Stated problem
Repeat the material below word for word, keeping every line and its order unchanged.

>>

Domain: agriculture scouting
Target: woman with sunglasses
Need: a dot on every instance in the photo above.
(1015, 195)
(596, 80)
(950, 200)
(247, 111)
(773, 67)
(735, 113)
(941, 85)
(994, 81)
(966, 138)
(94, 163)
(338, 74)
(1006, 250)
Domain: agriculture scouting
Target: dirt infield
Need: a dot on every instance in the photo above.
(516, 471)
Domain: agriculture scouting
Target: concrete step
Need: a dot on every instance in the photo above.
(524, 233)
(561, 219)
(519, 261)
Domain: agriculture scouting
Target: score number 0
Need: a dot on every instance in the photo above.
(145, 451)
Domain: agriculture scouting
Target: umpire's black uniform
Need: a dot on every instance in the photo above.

<<

Result of this exercise
Domain: agriculture scouting
Target: woman with sunglasses
Need: a dot on every instance in the photo above.
(1015, 195)
(596, 80)
(950, 200)
(247, 111)
(773, 67)
(735, 113)
(941, 85)
(994, 81)
(966, 138)
(94, 163)
(338, 74)
(1006, 250)
Domain: agriculture scouting
Target: dirt infield
Need: a dot on every instance in the photo above.
(516, 471)
Domain: agriculture scouting
Target: concrete step
Need: a dot on every instance in the photo above.
(524, 233)
(561, 219)
(519, 261)
Domain: agriculture scouting
Target: score number 0
Need: a dot on every instance in the photo above.
(145, 451)
Domain: agriculture scouting
Target: umpire's black uniform
Need: a dot on every instance in the photo above.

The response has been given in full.